Stored data:
———
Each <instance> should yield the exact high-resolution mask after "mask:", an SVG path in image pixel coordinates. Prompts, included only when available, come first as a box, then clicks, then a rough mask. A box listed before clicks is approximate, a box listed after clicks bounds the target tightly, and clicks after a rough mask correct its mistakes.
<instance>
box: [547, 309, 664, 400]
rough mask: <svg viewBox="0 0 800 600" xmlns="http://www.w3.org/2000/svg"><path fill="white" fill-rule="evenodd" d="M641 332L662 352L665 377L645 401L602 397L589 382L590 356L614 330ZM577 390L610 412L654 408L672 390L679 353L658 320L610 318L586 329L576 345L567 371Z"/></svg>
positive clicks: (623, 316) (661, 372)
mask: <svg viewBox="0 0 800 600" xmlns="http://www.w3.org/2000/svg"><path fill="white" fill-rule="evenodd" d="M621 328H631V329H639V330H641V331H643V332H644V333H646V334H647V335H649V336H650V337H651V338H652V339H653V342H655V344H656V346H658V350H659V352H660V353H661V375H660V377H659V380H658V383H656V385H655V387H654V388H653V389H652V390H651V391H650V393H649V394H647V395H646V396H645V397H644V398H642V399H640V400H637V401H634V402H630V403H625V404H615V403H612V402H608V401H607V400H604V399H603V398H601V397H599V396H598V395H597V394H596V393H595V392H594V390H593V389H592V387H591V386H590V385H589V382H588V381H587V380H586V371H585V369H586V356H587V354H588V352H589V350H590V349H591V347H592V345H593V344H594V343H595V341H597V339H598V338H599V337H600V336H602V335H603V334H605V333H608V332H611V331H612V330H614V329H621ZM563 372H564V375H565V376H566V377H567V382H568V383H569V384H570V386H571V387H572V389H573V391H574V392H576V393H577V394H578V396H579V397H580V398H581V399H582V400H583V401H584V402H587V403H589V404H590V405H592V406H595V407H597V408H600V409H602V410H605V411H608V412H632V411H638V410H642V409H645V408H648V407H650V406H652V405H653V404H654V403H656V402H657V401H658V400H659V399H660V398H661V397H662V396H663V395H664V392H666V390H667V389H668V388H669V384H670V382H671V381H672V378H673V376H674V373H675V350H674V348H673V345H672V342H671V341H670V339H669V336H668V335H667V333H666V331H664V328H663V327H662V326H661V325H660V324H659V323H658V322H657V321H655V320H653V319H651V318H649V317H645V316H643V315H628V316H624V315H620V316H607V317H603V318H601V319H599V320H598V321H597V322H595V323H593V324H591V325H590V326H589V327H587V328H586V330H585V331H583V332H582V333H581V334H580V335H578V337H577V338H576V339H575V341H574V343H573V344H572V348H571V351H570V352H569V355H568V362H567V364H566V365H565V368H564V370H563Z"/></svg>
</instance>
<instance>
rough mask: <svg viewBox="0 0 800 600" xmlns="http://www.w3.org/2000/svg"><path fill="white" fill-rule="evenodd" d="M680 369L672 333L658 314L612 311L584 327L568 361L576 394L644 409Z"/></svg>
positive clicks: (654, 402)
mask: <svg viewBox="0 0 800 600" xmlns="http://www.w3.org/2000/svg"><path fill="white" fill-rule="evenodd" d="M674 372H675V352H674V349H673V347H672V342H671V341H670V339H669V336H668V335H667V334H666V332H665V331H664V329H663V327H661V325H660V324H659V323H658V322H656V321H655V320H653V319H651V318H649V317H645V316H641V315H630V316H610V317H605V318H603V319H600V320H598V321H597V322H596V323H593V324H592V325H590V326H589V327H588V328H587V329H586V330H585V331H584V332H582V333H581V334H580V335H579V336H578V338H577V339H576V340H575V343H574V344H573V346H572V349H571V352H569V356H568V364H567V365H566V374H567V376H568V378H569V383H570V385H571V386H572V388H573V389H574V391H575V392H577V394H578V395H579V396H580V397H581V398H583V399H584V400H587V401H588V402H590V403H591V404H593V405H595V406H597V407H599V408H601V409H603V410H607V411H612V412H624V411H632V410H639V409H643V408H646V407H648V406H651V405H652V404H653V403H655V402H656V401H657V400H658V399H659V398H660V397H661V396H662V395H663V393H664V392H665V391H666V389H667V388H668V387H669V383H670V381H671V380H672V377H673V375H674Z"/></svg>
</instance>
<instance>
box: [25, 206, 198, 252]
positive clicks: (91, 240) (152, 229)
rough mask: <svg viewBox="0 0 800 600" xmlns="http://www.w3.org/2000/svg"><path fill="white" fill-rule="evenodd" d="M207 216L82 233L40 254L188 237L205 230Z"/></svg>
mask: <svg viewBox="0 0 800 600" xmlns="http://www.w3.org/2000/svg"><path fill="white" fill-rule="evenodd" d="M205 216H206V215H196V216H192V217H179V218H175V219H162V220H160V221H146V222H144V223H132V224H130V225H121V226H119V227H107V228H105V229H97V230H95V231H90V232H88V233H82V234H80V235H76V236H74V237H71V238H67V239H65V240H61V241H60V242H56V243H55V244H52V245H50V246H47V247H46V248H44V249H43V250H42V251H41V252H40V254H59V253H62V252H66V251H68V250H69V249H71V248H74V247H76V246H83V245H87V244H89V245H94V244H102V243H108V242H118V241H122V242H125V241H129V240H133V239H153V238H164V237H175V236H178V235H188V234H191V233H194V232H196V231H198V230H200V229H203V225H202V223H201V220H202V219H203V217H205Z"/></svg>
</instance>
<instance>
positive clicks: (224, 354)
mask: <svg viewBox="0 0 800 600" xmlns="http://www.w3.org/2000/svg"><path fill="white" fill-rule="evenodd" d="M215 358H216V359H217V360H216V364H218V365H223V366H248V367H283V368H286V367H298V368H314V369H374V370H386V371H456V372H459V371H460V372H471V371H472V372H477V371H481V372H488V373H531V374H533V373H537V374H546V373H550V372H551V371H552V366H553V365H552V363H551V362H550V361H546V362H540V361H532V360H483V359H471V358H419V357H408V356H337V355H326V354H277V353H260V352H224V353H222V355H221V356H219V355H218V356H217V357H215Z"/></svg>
———
Work to complete: Type out every record above once more, exactly.

Exercise response:
Each <instance> should yield the exact high-resolution mask after "mask:", an SVG path in image pixel coordinates. Prompts, included only when available, come first as a box, then clicks, then a rough mask. A box listed before clicks is approximate, a box listed after clicks bounds the target tightly, and clicks after a rough mask correct its mistakes.
<instance>
box: [547, 309, 664, 400]
rough mask: <svg viewBox="0 0 800 600" xmlns="http://www.w3.org/2000/svg"><path fill="white" fill-rule="evenodd" d="M641 332L662 352L665 377L645 401L602 397L589 382L590 356L614 330ZM577 390L610 412L654 408L672 390L679 353L658 320L610 318L586 329L576 345L567 371Z"/></svg>
positive clicks: (623, 316) (661, 372)
mask: <svg viewBox="0 0 800 600" xmlns="http://www.w3.org/2000/svg"><path fill="white" fill-rule="evenodd" d="M621 328H631V329H639V330H641V331H643V332H644V333H646V334H647V335H649V336H650V337H651V338H652V339H653V342H655V344H656V346H658V350H659V352H660V353H661V375H660V377H659V380H658V383H656V385H655V387H654V388H653V389H652V390H651V391H650V393H649V394H647V395H646V396H645V397H644V398H642V399H640V400H637V401H634V402H630V403H625V404H615V403H612V402H608V401H607V400H604V399H603V398H601V397H599V396H598V395H597V394H596V393H595V392H594V390H593V389H592V387H591V386H590V385H589V382H588V381H587V380H586V371H585V369H586V356H587V354H588V352H589V350H590V349H591V347H592V345H593V344H594V343H595V341H597V339H598V338H599V337H600V336H602V335H603V334H605V333H608V332H611V331H612V330H614V329H621ZM563 372H564V375H565V376H566V377H567V382H568V383H569V384H570V386H571V387H572V389H573V391H574V392H576V393H577V394H578V396H579V397H580V398H581V399H582V400H583V401H584V402H587V403H589V404H590V405H592V406H595V407H597V408H600V409H602V410H605V411H608V412H632V411H638V410H642V409H645V408H648V407H650V406H652V405H653V404H654V403H656V402H657V401H658V400H659V399H660V398H661V397H662V396H663V395H664V392H666V390H667V389H668V388H669V384H670V382H671V381H672V378H673V376H674V373H675V350H674V348H673V345H672V342H671V341H670V339H669V336H668V335H667V333H666V331H664V328H663V327H662V326H661V325H660V324H659V323H658V322H657V321H655V320H653V319H651V318H649V317H645V316H643V315H628V316H624V315H620V316H607V317H603V318H601V319H599V320H598V321H597V322H595V323H593V324H591V325H590V326H589V327H587V328H586V330H585V331H583V332H582V333H581V334H580V335H578V337H577V338H576V339H575V341H574V343H573V344H572V348H571V351H570V352H569V355H568V362H567V364H566V365H565V368H564V370H563Z"/></svg>
</instance>
<instance>
rough mask: <svg viewBox="0 0 800 600" xmlns="http://www.w3.org/2000/svg"><path fill="white" fill-rule="evenodd" d="M680 369L672 333L658 314L612 311L584 327L568 361L576 394L644 409Z"/></svg>
positive clicks: (654, 402)
mask: <svg viewBox="0 0 800 600" xmlns="http://www.w3.org/2000/svg"><path fill="white" fill-rule="evenodd" d="M674 372H675V352H674V349H673V347H672V342H671V341H670V339H669V336H668V335H667V334H666V332H665V331H664V329H663V327H661V325H660V324H659V323H658V322H656V321H655V320H653V319H651V318H649V317H645V316H641V315H630V316H610V317H605V318H603V319H600V320H598V321H597V322H596V323H593V324H592V325H590V326H589V327H588V328H587V329H586V330H585V331H584V332H582V333H581V334H580V335H579V336H578V338H577V339H576V340H575V343H574V344H573V346H572V349H571V352H569V356H568V364H567V365H566V374H567V376H568V378H569V383H570V385H571V386H572V388H573V389H574V391H575V392H577V394H578V395H579V396H580V397H581V398H583V399H584V400H587V401H588V402H590V403H591V404H593V405H595V406H597V407H599V408H601V409H603V410H607V411H612V412H624V411H632V410H639V409H643V408H646V407H648V406H651V405H652V404H653V403H655V402H656V401H657V400H658V399H659V398H660V397H661V396H662V395H663V393H664V392H665V391H666V389H667V388H668V387H669V383H670V381H671V380H672V377H673V375H674Z"/></svg>
</instance>
<instance>
box: [25, 206, 198, 252]
positive clicks: (91, 240) (152, 229)
rough mask: <svg viewBox="0 0 800 600" xmlns="http://www.w3.org/2000/svg"><path fill="white" fill-rule="evenodd" d="M207 216L82 233L40 254L188 237L205 230Z"/></svg>
mask: <svg viewBox="0 0 800 600" xmlns="http://www.w3.org/2000/svg"><path fill="white" fill-rule="evenodd" d="M205 216H206V215H196V216H192V217H179V218H175V219H162V220H160V221H146V222H144V223H132V224H130V225H121V226H119V227H107V228H105V229H97V230H95V231H90V232H88V233H82V234H80V235H76V236H74V237H71V238H67V239H65V240H61V241H60V242H56V243H55V244H52V245H50V246H47V247H46V248H44V249H43V250H42V251H41V252H40V254H59V253H62V252H66V251H68V250H69V249H71V248H74V247H76V246H83V245H87V244H89V245H94V244H102V243H108V242H118V241H122V242H125V241H129V240H133V239H153V238H164V237H175V236H178V235H188V234H191V233H194V232H196V231H198V230H200V229H203V225H202V223H201V220H202V219H203V217H205Z"/></svg>
</instance>
<instance>
positive clicks: (224, 354)
mask: <svg viewBox="0 0 800 600" xmlns="http://www.w3.org/2000/svg"><path fill="white" fill-rule="evenodd" d="M215 358H216V359H217V360H216V364H218V365H223V366H248V367H283V368H286V367H298V368H314V369H374V370H386V371H456V372H459V371H460V372H471V371H472V372H477V371H481V372H488V373H531V374H533V373H537V374H546V373H550V372H551V371H552V366H553V365H552V363H551V362H550V361H546V362H540V361H532V360H483V359H471V358H419V357H408V356H337V355H326V354H277V353H260V352H224V353H222V355H221V356H219V355H218V356H217V357H215Z"/></svg>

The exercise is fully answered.